* _Problem description_
Extract every record, keeping each one exactly as it is.

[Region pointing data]
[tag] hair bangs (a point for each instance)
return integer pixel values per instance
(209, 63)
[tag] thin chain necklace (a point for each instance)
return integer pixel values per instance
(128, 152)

* _Output for this task_
[tag] hair bangs (a point for each instance)
return integer pixel values per instance
(209, 63)
[tag] thin chain necklace (a point for each instance)
return integer pixel values per instance
(128, 152)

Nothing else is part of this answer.